_Stated problem_
Give back exactly the lines from the one containing "the white door" through the end of the records, including both, and no others.
--- begin Extracted records ---
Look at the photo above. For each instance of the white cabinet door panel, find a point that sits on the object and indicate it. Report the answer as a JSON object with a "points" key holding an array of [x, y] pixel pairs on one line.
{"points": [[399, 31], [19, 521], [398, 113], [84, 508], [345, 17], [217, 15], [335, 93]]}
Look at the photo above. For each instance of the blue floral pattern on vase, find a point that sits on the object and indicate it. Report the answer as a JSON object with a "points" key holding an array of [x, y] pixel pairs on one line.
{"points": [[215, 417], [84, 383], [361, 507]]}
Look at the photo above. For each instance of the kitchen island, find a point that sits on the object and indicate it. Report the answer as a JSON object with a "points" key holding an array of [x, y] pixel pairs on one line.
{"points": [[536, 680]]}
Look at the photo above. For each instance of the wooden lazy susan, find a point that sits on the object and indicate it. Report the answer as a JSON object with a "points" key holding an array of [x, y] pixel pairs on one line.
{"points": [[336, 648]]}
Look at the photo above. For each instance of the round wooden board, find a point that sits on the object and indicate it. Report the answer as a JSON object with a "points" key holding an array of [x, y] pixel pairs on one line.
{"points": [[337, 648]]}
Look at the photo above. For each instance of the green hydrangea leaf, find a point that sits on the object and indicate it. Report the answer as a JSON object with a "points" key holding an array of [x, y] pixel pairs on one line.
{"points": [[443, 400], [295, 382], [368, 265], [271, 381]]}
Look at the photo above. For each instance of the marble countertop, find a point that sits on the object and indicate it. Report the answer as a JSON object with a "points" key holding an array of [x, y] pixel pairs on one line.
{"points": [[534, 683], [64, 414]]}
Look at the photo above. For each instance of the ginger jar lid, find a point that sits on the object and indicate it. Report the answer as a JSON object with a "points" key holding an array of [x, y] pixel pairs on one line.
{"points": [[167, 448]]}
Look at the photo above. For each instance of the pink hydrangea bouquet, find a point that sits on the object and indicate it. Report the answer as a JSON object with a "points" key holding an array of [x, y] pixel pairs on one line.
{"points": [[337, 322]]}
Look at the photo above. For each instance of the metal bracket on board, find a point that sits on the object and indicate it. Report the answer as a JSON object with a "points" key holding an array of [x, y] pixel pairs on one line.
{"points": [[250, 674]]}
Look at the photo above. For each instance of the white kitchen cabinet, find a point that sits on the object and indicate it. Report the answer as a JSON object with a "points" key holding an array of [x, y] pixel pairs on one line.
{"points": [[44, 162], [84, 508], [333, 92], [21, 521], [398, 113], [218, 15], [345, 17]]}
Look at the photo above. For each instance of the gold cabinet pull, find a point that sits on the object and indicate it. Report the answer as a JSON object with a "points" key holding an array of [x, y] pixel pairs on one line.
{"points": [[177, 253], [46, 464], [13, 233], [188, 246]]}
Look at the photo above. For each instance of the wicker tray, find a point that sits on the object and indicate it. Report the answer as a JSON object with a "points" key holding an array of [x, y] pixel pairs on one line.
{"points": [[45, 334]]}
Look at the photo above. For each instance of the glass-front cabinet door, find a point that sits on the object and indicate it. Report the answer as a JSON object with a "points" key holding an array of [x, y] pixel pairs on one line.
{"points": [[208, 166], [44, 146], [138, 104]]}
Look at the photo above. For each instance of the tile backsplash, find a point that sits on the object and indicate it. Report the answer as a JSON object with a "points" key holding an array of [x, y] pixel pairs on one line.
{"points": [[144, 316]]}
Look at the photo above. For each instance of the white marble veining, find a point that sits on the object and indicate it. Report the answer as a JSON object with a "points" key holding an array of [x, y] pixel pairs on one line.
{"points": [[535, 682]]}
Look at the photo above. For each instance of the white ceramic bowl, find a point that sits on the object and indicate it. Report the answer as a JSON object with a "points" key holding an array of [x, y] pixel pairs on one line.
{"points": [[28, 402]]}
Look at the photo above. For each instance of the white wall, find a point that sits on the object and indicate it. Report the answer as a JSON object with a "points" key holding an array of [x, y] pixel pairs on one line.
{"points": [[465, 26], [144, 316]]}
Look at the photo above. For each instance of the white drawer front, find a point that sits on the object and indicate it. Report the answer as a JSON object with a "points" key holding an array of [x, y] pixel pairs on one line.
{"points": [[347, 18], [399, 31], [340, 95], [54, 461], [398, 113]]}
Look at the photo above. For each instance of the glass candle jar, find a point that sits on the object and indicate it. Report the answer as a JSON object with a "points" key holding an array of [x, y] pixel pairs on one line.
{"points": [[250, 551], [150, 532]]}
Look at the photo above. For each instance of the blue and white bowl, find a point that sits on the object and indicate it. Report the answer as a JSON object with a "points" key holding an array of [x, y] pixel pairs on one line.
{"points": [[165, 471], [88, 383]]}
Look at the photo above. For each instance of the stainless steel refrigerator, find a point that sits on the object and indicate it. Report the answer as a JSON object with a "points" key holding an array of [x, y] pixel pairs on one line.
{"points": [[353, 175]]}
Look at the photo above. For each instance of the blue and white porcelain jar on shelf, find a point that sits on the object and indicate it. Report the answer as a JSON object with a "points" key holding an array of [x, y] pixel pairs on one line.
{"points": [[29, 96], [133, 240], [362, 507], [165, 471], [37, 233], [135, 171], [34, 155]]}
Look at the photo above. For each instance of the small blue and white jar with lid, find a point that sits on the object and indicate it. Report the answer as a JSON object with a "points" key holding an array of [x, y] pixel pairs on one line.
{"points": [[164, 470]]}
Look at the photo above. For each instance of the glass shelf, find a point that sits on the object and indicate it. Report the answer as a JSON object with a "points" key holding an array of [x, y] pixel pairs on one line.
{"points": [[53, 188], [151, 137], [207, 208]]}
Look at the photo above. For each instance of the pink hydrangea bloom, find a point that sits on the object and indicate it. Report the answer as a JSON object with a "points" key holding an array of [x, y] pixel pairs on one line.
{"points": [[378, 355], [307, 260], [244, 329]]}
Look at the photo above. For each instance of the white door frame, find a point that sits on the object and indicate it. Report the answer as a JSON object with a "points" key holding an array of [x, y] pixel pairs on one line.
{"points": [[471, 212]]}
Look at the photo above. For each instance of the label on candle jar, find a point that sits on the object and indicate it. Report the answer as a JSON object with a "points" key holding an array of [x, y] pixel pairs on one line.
--- end Extracted records ---
_Complete response_
Look at the photo above. For each instance of the white door frame, find a point that sits on the object and indicate it. Report the answer as a JSON object with a "points" key holding an array of [x, y] pixel pairs on one line.
{"points": [[471, 212]]}
Look at the photo above. For each instance of the label on candle jar, find a point that sits on the object and indicate it. Report the answer as a JSON object with a "points" key holding an array of [x, y] pixel pairs on one line.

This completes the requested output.